Excerpted passage

Foreign News: FROM STALINGRAD'S RUINS
This report of a trip through battle-torn Stalingrad was written by Author Konstantin Simonov, published in Moscow's Krasnaya Zvezda and cabled to TIME by its Moscow Correspondent Walter Graebner:
Stalingrad is no longer a city of cheerful crowds scrambling down steep brown banks for an afternoon swim or an excursion on the Volga. It is no longer a city of men & women riding or walking to work with dinner pails and laced sacks over their arms. Stalingrad is now a grey smoking city above which fire dances day & night and ashes float in the air. Stalingrad is a soldier city burned in battle. Barges have stopped moving food, fuel and lumber up & down the river. Now ferryboats ply back & forth carrying supplies to the embattled city and removing its wounded and dead (including many civilians trapped in burning buildings) to the east bank. The wounded go to hospitals; the dead are laid out for burial on the shore.
Already many streets of the city no longer exist. Others are pitted with craters or full of crashed bombers. The Germans are trying to convert Stalingrad into an uninhabitable hell.

Stored data entries:
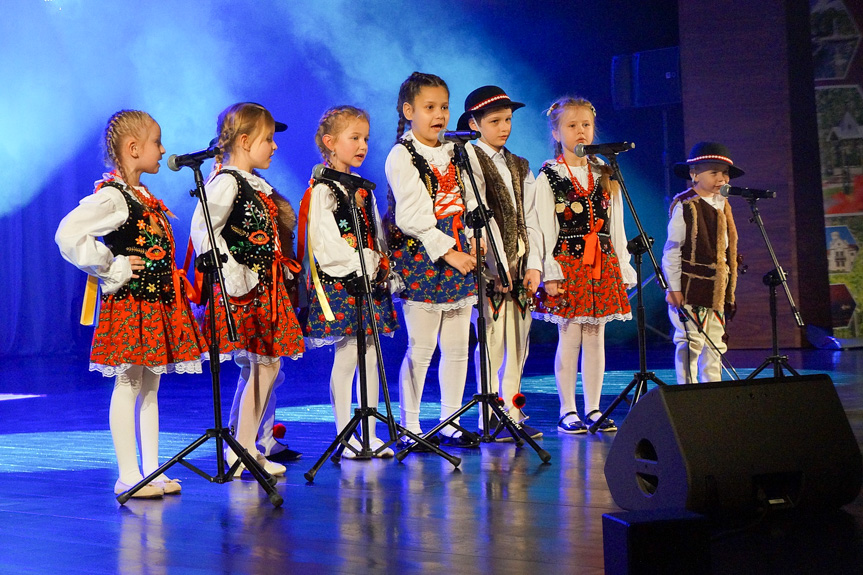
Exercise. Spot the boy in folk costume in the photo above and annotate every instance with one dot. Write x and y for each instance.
(700, 262)
(508, 186)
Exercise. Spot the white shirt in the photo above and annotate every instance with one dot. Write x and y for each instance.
(531, 217)
(671, 255)
(221, 191)
(335, 255)
(414, 209)
(96, 216)
(551, 227)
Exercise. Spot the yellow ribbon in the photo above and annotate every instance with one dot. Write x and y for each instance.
(88, 307)
(319, 289)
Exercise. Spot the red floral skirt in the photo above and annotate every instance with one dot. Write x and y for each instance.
(257, 331)
(152, 334)
(584, 298)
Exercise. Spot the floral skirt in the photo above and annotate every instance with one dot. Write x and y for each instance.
(162, 337)
(584, 299)
(259, 334)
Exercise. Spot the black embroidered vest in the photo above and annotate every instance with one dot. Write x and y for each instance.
(136, 237)
(249, 231)
(345, 221)
(395, 238)
(573, 214)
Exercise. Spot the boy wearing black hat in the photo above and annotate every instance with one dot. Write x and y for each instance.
(700, 263)
(507, 183)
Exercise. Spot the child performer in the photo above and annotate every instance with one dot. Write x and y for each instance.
(509, 188)
(244, 218)
(427, 207)
(146, 327)
(583, 210)
(343, 140)
(700, 262)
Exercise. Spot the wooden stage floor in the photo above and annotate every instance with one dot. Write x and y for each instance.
(502, 511)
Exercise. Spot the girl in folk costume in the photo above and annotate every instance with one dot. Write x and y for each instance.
(146, 327)
(244, 217)
(585, 245)
(334, 265)
(430, 252)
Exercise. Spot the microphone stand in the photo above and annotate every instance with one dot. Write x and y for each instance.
(365, 292)
(489, 400)
(211, 263)
(685, 316)
(773, 278)
(637, 246)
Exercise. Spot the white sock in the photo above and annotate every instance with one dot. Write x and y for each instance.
(121, 418)
(566, 367)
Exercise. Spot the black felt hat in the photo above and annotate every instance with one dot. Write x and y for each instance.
(703, 152)
(485, 98)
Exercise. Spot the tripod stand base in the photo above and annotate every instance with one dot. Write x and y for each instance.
(264, 479)
(340, 443)
(639, 385)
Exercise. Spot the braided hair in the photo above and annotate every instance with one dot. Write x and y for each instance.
(121, 126)
(334, 122)
(554, 113)
(238, 119)
(409, 90)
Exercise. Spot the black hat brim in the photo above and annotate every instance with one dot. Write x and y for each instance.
(681, 170)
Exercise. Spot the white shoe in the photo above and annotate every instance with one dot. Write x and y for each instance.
(150, 491)
(376, 444)
(169, 486)
(271, 467)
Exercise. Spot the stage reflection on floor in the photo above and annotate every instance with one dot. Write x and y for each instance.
(501, 511)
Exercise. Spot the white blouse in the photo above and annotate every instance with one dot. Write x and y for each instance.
(551, 227)
(221, 192)
(95, 216)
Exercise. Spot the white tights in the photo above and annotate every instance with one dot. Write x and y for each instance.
(134, 418)
(253, 401)
(342, 377)
(590, 339)
(426, 330)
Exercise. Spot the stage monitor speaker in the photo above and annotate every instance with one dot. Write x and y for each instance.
(732, 448)
(644, 79)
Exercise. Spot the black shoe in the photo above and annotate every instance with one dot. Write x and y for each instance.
(406, 442)
(466, 440)
(606, 425)
(285, 455)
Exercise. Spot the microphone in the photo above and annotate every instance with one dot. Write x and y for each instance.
(748, 193)
(582, 150)
(322, 172)
(176, 162)
(458, 136)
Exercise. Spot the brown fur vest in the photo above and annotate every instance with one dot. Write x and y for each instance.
(708, 254)
(509, 216)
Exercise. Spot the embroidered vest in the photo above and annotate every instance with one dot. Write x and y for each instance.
(573, 214)
(708, 254)
(395, 238)
(136, 237)
(249, 230)
(509, 216)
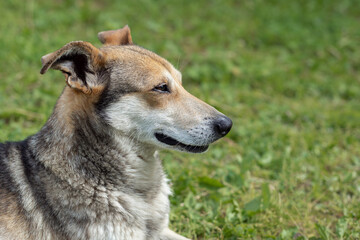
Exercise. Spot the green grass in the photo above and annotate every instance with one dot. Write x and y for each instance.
(286, 72)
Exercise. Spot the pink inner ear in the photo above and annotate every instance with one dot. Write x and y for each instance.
(116, 37)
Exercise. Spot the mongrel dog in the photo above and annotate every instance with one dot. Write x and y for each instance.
(92, 171)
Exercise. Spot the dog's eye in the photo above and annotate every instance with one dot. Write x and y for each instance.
(161, 88)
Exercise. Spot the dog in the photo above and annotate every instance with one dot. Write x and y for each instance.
(92, 171)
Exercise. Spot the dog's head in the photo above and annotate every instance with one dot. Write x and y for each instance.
(137, 93)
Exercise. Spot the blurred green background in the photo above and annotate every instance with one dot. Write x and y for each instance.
(286, 72)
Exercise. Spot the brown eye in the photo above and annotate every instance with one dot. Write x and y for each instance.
(163, 88)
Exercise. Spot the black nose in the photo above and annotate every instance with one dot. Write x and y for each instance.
(222, 125)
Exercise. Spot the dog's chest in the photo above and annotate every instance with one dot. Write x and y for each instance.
(128, 216)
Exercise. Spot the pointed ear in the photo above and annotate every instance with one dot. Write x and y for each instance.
(121, 36)
(78, 61)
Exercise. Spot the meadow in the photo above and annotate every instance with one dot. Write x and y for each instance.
(286, 72)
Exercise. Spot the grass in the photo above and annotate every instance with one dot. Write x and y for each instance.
(286, 72)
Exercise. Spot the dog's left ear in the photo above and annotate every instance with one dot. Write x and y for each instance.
(79, 62)
(121, 36)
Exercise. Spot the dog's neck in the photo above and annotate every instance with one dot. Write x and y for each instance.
(88, 149)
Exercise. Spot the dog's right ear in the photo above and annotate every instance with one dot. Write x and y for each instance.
(121, 36)
(78, 61)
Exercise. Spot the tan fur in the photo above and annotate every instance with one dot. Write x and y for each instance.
(93, 172)
(12, 221)
(116, 37)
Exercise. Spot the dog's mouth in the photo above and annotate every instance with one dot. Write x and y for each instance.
(173, 142)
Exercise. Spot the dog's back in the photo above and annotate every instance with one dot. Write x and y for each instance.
(13, 220)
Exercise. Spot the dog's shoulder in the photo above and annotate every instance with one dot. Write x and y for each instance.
(12, 217)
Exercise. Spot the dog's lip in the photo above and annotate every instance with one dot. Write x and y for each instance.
(173, 142)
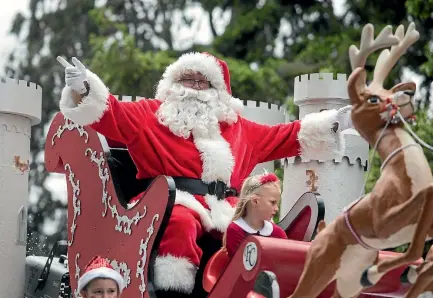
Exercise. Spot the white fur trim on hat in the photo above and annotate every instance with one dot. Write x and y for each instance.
(316, 138)
(207, 65)
(267, 229)
(102, 272)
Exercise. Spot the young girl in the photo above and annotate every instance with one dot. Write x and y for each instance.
(100, 280)
(258, 204)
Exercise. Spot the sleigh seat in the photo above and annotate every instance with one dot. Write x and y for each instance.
(100, 183)
(299, 224)
(101, 180)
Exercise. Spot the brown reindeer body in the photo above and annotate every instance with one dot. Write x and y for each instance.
(397, 211)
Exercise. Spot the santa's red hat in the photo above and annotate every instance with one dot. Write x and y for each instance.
(99, 267)
(215, 70)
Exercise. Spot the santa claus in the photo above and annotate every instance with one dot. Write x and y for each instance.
(193, 132)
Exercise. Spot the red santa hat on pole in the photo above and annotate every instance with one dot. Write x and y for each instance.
(214, 69)
(99, 267)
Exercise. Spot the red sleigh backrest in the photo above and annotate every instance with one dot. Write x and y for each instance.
(97, 222)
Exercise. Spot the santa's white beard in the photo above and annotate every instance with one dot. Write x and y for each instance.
(185, 111)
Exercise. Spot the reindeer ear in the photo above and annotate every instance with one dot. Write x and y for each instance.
(356, 85)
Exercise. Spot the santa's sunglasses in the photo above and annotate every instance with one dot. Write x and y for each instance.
(190, 83)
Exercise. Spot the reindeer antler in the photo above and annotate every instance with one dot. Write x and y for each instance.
(387, 59)
(369, 45)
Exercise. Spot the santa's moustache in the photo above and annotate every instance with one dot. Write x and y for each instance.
(185, 111)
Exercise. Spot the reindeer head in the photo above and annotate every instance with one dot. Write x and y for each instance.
(371, 104)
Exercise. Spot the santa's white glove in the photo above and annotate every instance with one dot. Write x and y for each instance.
(75, 75)
(344, 119)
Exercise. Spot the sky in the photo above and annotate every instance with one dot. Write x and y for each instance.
(57, 183)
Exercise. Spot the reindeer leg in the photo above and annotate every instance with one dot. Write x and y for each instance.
(423, 282)
(373, 274)
(355, 260)
(322, 262)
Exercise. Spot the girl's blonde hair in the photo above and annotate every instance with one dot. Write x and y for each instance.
(250, 187)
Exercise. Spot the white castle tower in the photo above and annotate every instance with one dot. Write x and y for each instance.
(20, 108)
(337, 181)
(263, 113)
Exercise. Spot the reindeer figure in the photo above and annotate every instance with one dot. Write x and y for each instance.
(398, 210)
(421, 277)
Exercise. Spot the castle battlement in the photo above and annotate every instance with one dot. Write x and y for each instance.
(22, 98)
(320, 86)
(20, 108)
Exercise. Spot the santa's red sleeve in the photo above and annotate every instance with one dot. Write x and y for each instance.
(313, 138)
(235, 236)
(278, 232)
(116, 120)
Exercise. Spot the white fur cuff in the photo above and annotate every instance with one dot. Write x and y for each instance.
(93, 106)
(317, 139)
(173, 273)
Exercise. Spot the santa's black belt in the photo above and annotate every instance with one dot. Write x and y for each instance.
(198, 187)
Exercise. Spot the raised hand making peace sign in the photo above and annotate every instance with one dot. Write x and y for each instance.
(75, 76)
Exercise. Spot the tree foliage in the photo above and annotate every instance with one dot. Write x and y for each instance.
(265, 43)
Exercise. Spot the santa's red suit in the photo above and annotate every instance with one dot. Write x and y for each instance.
(161, 146)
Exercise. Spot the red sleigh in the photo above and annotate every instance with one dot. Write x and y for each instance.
(101, 180)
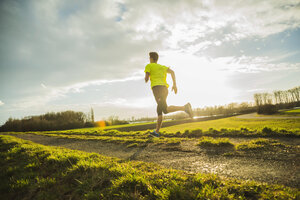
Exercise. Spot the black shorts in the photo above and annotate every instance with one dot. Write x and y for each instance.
(160, 93)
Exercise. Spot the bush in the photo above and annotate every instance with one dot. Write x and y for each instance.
(267, 109)
(267, 130)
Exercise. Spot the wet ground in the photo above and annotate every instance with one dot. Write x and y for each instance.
(271, 167)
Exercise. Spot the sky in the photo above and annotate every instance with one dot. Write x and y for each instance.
(62, 55)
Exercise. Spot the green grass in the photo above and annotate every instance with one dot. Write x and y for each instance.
(236, 123)
(214, 142)
(32, 171)
(260, 144)
(293, 111)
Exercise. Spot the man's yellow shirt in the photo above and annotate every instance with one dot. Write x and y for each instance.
(158, 74)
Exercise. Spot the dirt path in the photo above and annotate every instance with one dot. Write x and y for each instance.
(254, 116)
(189, 157)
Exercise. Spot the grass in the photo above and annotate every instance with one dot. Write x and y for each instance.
(215, 142)
(294, 112)
(236, 123)
(260, 144)
(32, 171)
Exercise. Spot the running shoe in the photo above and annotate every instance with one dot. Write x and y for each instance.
(188, 110)
(154, 134)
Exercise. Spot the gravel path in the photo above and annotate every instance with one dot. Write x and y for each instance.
(280, 169)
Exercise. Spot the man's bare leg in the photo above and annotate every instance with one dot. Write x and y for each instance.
(159, 122)
(175, 108)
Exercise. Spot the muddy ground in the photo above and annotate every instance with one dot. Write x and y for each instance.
(270, 167)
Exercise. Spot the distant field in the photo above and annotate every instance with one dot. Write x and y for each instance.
(32, 171)
(234, 122)
(295, 111)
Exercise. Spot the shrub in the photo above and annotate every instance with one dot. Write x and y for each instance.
(268, 109)
(267, 130)
(212, 142)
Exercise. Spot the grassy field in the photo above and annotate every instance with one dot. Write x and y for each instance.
(292, 112)
(234, 122)
(32, 171)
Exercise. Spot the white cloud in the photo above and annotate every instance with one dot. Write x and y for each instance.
(43, 85)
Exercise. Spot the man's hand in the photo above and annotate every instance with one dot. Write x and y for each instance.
(174, 88)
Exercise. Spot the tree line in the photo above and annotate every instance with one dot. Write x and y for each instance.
(50, 121)
(269, 103)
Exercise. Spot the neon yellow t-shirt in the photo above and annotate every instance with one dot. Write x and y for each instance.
(158, 74)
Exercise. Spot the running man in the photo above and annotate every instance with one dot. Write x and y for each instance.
(159, 85)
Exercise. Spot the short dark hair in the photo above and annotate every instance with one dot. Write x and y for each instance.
(154, 56)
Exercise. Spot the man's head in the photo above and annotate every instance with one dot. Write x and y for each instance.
(153, 56)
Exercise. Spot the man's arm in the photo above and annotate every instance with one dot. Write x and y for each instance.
(147, 75)
(174, 80)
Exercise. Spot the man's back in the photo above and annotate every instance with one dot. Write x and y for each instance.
(158, 74)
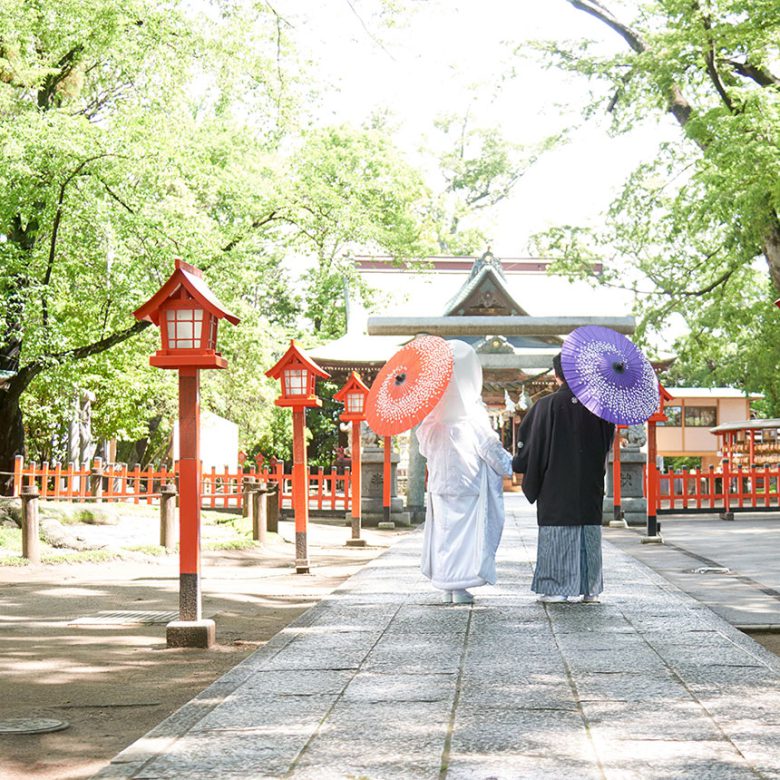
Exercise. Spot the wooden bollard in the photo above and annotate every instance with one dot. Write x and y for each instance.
(272, 509)
(96, 478)
(259, 513)
(246, 498)
(168, 516)
(31, 546)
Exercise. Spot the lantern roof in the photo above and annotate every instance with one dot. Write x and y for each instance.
(354, 383)
(295, 354)
(191, 279)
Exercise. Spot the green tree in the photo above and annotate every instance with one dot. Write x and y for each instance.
(131, 132)
(480, 168)
(689, 225)
(351, 190)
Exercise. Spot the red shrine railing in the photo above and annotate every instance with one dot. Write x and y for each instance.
(223, 488)
(744, 489)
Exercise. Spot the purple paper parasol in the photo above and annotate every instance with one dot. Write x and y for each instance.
(609, 375)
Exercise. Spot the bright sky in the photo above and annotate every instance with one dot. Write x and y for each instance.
(429, 66)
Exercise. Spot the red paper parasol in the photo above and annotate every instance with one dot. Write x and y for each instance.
(409, 385)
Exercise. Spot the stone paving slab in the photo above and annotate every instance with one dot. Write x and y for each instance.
(383, 680)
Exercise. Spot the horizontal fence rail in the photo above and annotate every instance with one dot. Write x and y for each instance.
(106, 482)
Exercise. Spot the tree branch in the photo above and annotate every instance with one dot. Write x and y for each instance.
(678, 106)
(66, 65)
(762, 77)
(709, 59)
(79, 353)
(598, 11)
(55, 231)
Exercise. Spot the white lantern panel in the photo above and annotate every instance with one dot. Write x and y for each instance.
(185, 328)
(295, 381)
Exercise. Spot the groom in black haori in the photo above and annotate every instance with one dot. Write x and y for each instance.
(562, 454)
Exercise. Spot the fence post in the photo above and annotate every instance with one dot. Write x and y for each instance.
(18, 467)
(246, 501)
(96, 479)
(168, 516)
(31, 547)
(259, 513)
(726, 514)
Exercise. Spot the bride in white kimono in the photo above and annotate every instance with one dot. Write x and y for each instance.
(465, 504)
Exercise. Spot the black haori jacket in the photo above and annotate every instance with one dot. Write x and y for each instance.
(562, 453)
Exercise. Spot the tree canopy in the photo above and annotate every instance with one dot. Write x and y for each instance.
(690, 224)
(132, 133)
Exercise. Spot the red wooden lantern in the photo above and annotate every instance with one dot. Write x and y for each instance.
(298, 373)
(353, 396)
(653, 527)
(188, 314)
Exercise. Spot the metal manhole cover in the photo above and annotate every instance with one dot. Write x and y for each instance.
(31, 725)
(127, 618)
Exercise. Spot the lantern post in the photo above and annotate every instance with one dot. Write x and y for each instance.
(618, 520)
(387, 476)
(653, 526)
(298, 373)
(353, 396)
(188, 313)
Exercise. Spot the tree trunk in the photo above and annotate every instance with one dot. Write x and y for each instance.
(772, 254)
(11, 433)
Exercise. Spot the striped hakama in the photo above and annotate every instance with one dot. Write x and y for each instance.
(568, 561)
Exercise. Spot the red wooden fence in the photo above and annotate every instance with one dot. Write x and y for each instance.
(219, 488)
(745, 489)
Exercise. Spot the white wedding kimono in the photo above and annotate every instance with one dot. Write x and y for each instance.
(466, 463)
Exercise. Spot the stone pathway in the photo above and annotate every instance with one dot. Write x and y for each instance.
(381, 680)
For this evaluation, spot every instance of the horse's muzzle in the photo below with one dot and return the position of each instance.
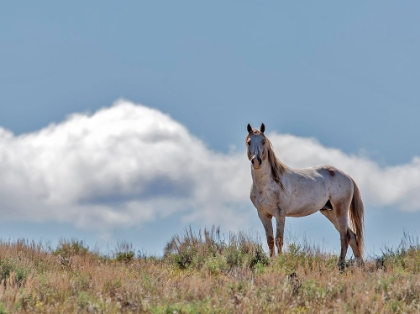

Task requirements
[a] Answer these questions from the Stalingrad report:
(i) Which newspaper published the report?
(ii) Where are the dead laid out for burial?
(iii) What are the Germans trying to turn Stalingrad into?
[b] Please decide whether each statement agrees with the Stalingrad report, and support each yes or no with a quotation from it.
(i) Walter Graebner cabled the report to TIME.
(ii) Barges still carry food and fuel up and down the river.
(iii) Many of the city's streets no longer exist.
[c] Carry the Stalingrad report on from its last sentence.

Answers by item number
[a]
(i) Moscow's Krasnaya Zvezda.
(ii) On the shore.
(iii) An uninhabitable hell.

[b]
(i) Yes: "cabled to TIME by its Moscow Correspondent Walter Graebner"
(ii) No: "Barges have stopped moving food, fuel and lumber up & down the river."
(iii) Yes: "Already many streets of the city no longer exist."

[c]
It is evening and we are standing on the outskirts of the city. Before us is the battlefield: smoking hillocks and flaming streets. Everywhere there is a bluish-black smoke cut by fairy arrows rf mortar fire from our guards. White German flares light up the long circular front. First we hear the Nazi bombers roar toward the city, then the explosions of their bombs. Next comes the roar of our bombers sailing west. They drop yellow flares to illuminate the German position, and a few seconds later they drop cargoes of death.
On the east bank of the Volga we see the supply system in operation. The sky above us is rose-colored. Our ferryboat is overloaded with five trucks full of munitions, a company of Red Army men and a number of nurses. Bombs are whistling all around. Next to me sits a doctor's assistant, a young Ukrainian woman named Victoria Tshepnya. This is her fifth crossing. Doctors' assistants and nurses gathered the wounded themselves. They took them all the way across the city and loaded them on ferryboats which crossed the river. It was impossible to operate hospitals in the city.
Victoria and another Ukrainian reminisce about their native city of Dniepro-petrovsk. Both feel that the city is not really in German hands. To them it is still Russian.
As the ferryboat approached the landing stage, Victoria confessed: "You know me, always a little frightened to get out. I've already been wounded twice, once very seriously. But I don't believe I'll die yet because I haven't begun to live."
It must be frightful to have been wounded twice, to have fought for 15 months, and now to make a fifth trip to a flaming city. In 15 minutes she will pass through burning buildings, and somewhere under the rain of shrapnel and bombs will pick up a wounded man and bring him back to the ferryboat. Then she will make her sixth trip.